## [The problem]
The data must be returned in full and exactly as given.

## [Record excerpts]

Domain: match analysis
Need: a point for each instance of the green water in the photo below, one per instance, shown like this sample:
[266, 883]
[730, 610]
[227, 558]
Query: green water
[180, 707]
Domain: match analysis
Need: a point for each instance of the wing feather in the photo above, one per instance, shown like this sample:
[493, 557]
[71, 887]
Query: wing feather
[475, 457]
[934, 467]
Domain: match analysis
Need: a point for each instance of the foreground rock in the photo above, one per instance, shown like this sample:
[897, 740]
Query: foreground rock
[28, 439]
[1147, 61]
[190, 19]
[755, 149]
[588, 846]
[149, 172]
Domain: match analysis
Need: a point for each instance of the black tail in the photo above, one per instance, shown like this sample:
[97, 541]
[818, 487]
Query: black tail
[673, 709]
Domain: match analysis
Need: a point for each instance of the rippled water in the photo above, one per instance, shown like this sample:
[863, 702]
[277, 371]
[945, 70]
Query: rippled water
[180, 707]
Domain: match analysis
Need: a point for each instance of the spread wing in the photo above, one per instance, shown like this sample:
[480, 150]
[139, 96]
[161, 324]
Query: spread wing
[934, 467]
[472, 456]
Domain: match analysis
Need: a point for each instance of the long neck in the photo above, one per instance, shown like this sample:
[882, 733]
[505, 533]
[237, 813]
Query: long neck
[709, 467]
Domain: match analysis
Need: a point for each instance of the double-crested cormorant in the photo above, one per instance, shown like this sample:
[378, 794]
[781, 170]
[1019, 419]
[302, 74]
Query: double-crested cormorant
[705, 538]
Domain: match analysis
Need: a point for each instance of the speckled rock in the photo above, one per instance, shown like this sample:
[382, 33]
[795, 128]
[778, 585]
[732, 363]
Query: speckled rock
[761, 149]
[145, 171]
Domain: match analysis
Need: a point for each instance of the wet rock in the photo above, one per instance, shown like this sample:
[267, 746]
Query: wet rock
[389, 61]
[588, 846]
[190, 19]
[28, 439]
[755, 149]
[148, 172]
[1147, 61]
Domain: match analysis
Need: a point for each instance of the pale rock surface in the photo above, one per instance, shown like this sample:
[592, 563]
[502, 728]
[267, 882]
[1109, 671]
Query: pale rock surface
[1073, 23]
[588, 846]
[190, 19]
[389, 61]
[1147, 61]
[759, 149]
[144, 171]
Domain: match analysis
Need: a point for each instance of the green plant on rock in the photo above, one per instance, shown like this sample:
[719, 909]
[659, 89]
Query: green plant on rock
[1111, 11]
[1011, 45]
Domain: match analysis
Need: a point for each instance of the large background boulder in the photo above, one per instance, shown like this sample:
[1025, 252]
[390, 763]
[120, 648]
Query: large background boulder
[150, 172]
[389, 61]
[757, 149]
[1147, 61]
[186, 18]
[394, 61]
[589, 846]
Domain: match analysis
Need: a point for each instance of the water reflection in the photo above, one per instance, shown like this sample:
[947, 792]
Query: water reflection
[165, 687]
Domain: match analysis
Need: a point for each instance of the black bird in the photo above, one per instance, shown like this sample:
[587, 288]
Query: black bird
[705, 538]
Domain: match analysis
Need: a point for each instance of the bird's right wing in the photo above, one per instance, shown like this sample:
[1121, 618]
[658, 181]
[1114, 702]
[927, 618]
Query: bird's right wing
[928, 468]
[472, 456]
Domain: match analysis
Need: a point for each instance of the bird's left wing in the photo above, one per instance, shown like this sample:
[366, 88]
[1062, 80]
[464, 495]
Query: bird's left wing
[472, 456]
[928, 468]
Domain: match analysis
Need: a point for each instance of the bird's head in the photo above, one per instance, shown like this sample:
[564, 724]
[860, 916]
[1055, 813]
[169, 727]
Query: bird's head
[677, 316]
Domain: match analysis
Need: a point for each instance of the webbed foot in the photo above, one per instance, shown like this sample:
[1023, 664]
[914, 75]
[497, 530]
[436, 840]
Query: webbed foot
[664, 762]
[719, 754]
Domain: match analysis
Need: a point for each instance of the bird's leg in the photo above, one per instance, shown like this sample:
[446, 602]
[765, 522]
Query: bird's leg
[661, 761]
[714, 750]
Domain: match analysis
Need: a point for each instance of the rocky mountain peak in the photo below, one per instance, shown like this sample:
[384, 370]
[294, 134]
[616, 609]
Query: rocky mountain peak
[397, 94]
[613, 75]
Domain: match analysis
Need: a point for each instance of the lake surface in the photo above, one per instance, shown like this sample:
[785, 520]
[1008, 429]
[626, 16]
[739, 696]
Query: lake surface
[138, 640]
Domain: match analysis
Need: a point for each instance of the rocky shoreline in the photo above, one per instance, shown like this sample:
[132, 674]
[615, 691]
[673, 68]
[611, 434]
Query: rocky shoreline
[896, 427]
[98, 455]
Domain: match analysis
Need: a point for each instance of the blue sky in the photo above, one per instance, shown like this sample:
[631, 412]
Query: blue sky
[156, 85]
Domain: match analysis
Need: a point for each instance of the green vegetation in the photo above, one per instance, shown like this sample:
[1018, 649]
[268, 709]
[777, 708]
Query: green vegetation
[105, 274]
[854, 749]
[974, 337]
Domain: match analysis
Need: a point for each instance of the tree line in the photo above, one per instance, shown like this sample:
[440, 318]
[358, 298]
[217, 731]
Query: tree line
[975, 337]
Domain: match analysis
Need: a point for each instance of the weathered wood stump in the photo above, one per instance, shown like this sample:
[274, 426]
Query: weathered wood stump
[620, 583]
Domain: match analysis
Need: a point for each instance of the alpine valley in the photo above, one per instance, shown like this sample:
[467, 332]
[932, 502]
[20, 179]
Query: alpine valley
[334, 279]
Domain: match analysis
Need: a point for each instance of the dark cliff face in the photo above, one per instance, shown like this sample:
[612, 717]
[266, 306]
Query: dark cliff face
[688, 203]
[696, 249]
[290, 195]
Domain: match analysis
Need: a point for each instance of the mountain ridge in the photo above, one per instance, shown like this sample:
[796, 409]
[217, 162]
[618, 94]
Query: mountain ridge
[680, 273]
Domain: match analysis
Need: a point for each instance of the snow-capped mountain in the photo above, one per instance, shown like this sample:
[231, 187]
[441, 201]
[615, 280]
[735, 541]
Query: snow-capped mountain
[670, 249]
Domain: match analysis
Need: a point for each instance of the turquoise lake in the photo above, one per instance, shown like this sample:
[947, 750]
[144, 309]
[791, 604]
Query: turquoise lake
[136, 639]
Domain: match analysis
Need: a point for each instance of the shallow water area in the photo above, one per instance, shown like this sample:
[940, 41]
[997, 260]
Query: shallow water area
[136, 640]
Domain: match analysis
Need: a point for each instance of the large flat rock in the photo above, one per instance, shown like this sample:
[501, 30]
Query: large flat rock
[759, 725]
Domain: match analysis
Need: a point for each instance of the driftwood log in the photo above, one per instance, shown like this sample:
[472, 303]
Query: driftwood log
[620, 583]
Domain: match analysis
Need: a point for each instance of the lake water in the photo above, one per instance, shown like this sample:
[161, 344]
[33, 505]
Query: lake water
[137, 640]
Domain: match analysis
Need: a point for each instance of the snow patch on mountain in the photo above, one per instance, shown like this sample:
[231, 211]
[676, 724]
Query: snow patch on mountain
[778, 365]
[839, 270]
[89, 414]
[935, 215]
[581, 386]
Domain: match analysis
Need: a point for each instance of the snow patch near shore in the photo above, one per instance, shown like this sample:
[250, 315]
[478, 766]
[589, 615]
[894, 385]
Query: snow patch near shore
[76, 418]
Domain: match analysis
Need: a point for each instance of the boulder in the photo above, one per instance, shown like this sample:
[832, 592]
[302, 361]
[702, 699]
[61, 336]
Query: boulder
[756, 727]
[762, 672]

## [Worked answer]
Domain: match analysis
Need: a point for each instance of the green water in the photo below, one per instance, shown like this sample:
[266, 883]
[730, 610]
[227, 558]
Query: green water
[180, 707]
Domain: match analysis
Need: a point for each instance of the wing feather in the photo above, one per instance, shown like this sample:
[493, 557]
[71, 887]
Query: wing feather
[475, 457]
[934, 467]
Domain: match analysis
Need: a point for each instance of the foreground rock in the photo above, one per instance, shown like this sample:
[897, 740]
Query: foreground rock
[28, 439]
[1147, 61]
[190, 19]
[755, 149]
[588, 846]
[149, 172]
Domain: match analysis
Need: a point for each instance of the black tail in the photo above, one per instance, shown like this sample:
[97, 541]
[818, 487]
Query: black tail
[673, 709]
Domain: match analysis
Need: a point for each instance of the rippled water in the photo above, one per instance, shown like this sample:
[863, 702]
[277, 371]
[945, 70]
Query: rippled water
[180, 707]
Domain: match analysis
Need: a point for each instance of the spread wing in the photo above, one per instance, shown like this sample:
[480, 150]
[139, 96]
[161, 324]
Query: spread wing
[934, 467]
[472, 456]
Domain: match analysis
Need: a point for each instance of the long neck in the photo above, one per instance, shown like this sample:
[882, 733]
[505, 533]
[237, 813]
Query: long neck
[709, 467]
Domain: match analysis
Need: a point for each instance of the double-crested cormorant in the photo above, one per instance, shown like this sample:
[378, 794]
[781, 170]
[1019, 419]
[302, 74]
Query: double-crested cormorant
[705, 538]
Domain: match analysis
Need: a point for each instance of the speckled rock in the photo above, one per instance, shown like this sample:
[382, 33]
[795, 128]
[778, 585]
[732, 363]
Query: speckled rock
[761, 149]
[145, 171]
Domain: match analysis
Need: a point for each instance of the wet rock in the photo above, one per instance, shown like this sample:
[267, 746]
Query: wet rock
[389, 61]
[588, 846]
[190, 19]
[28, 439]
[755, 149]
[148, 172]
[1147, 61]
Domain: match analysis
Need: a point for each instance of the pale rock surface in the photo above, one per instance, shown like this sample:
[592, 563]
[502, 728]
[267, 882]
[1109, 671]
Query: pale rock surface
[1073, 23]
[588, 846]
[190, 19]
[389, 61]
[1147, 61]
[759, 149]
[144, 171]
Domain: match analysis
Need: a point for each instance of the green plant on rock in the photo above, one per instance, shown like this sample:
[719, 909]
[659, 89]
Query: green plant on rock
[1111, 11]
[1011, 45]
Domain: match analysis
Need: a point for each instance of the large background boulder in the photo above, one per instance, shown like this sample:
[1025, 252]
[390, 763]
[120, 648]
Query: large background boulder
[150, 172]
[389, 61]
[757, 149]
[1147, 61]
[186, 18]
[394, 61]
[589, 846]
Domain: match analysis
Need: a point for each instance of the water reflection in the photo above, one per instance, shown like this sample:
[947, 792]
Query: water reflection
[165, 687]
Domain: match analysis
Need: a point for each instance of the black bird in the photo above, one per instance, shown like this sample:
[587, 288]
Query: black bird
[705, 538]
Domain: match analysis
Need: a point for each instance of the bird's right wing in the photo above, one per instance, shown like this sample:
[1121, 618]
[658, 181]
[1114, 702]
[927, 618]
Query: bird's right wing
[928, 468]
[472, 456]
Domain: match analysis
Need: a point for each instance of the bird's left wing in the photo above, one per instance, shown like this sample:
[366, 88]
[1062, 80]
[464, 495]
Query: bird's left wing
[472, 456]
[928, 468]
Domain: match analysis
Need: a point for each instance of the bird's head in the photo above, one per instance, shown like this sample:
[564, 724]
[860, 916]
[1055, 813]
[169, 727]
Query: bird's head
[677, 316]
Domain: match analysis
Need: a point for each instance of the webbed foot in the photo above, one per instance, shown like this sample:
[1023, 664]
[914, 75]
[497, 530]
[436, 840]
Query: webbed foot
[664, 762]
[719, 754]
Domain: match analysis
Need: a point for each instance of the bird's leg in the photo above, one per instance, shown like this sample:
[446, 602]
[765, 522]
Query: bird's leg
[661, 761]
[714, 750]
Domain: match analysis
Need: a point for each instance of the rocky mountain peak in the photo below, one per instance, shown like this sample:
[384, 370]
[294, 134]
[616, 609]
Query: rocky mountain peak
[397, 94]
[613, 75]
Domain: match analysis
Need: a point for each instance of the lake surface in the photo above, one per instance, shown like this sample:
[785, 520]
[1008, 429]
[626, 16]
[739, 696]
Query: lake surface
[138, 640]
Domain: match analysis
Need: a point for each instance of the rocky shoreline in the photo above, one per instance, shown like this sample:
[132, 674]
[615, 691]
[673, 68]
[611, 434]
Query: rocky shoreline
[896, 427]
[98, 455]
Domain: match analysis
Need: a point for each instance of the blue sky in the photo above, one per instance, shown like this sample:
[631, 412]
Query: blue sky
[156, 85]
Domain: match analysis
Need: a point for each instance of the green vegetation in the photo above, one per instance, shown like this sample:
[1018, 649]
[268, 709]
[777, 708]
Query: green vegetation
[105, 274]
[854, 749]
[974, 337]
Domain: match analysis
Need: a point for each instance of the tree line in the photo above, one per instance, shown like this sample:
[440, 318]
[358, 298]
[217, 731]
Query: tree line
[975, 337]
Domain: match analysis
Need: a point for each instance of the weathered wood stump in the photo above, one per instance, shown like this sample:
[274, 426]
Query: weathered wood stump
[620, 583]
Domain: match analysis
Need: a point for each instance of the alpine valley in the photo above, one per instance, shown like this sample:
[467, 332]
[932, 502]
[20, 179]
Query: alpine valley
[334, 279]
Domain: match analysis
Need: a point for each instance of the dark cliff face in the photo above, one per instance, shown like this sample:
[612, 717]
[266, 306]
Query: dark cliff face
[688, 203]
[696, 249]
[290, 195]
Domain: match analysis
Need: a point for each instance of the mountain ridge in the photo above, one per instance, shown like this sample:
[796, 409]
[217, 162]
[618, 94]
Query: mountain ridge
[680, 273]
Domain: match analysis
Need: a point for each instance of the snow-capped mountain in the photo above, one per instance, shown like this sample:
[231, 187]
[441, 201]
[615, 280]
[735, 541]
Query: snow-capped mountain
[670, 249]
Domain: match analysis
Need: a point for each instance of the turquoise lake in the photo above, one per instance, shown like this sample:
[947, 750]
[144, 309]
[791, 604]
Query: turquoise lake
[136, 639]
Domain: match analysis
Need: a point for each instance of the shallow water area in the photo above, one per instance, shown like this sample:
[940, 41]
[997, 260]
Query: shallow water area
[136, 640]
Domain: match analysis
Need: a point for each instance of the large flat rock in the photo above, one per instance, shown like this sample:
[501, 30]
Query: large flat rock
[759, 725]
Domain: match analysis
Need: a point for each instance of the driftwood log in the photo above, one per instance, shown like this sample:
[472, 303]
Query: driftwood log
[620, 583]
Domain: match analysis
Need: a point for each instance of the lake water in the photo above, one per instance, shown like this sample:
[161, 344]
[33, 505]
Query: lake water
[137, 640]
Domain: match analysis
Need: a point for each instance of the snow patch on mountain in the photo above, one per instance, shown like this sample:
[231, 211]
[676, 724]
Query: snow patch on mountain
[778, 365]
[839, 270]
[89, 414]
[935, 215]
[581, 386]
Domain: match analysis
Need: a point for each instance of the snow patch near shore in the photo above, one per instance, shown like this sample:
[250, 315]
[478, 766]
[589, 615]
[894, 385]
Query: snow patch near shore
[76, 418]
Domain: match analysis
Need: a point for each instance of the boulder in the photo above, one per instance, shown like this sample:
[832, 592]
[302, 361]
[702, 699]
[61, 336]
Query: boulder
[756, 727]
[762, 672]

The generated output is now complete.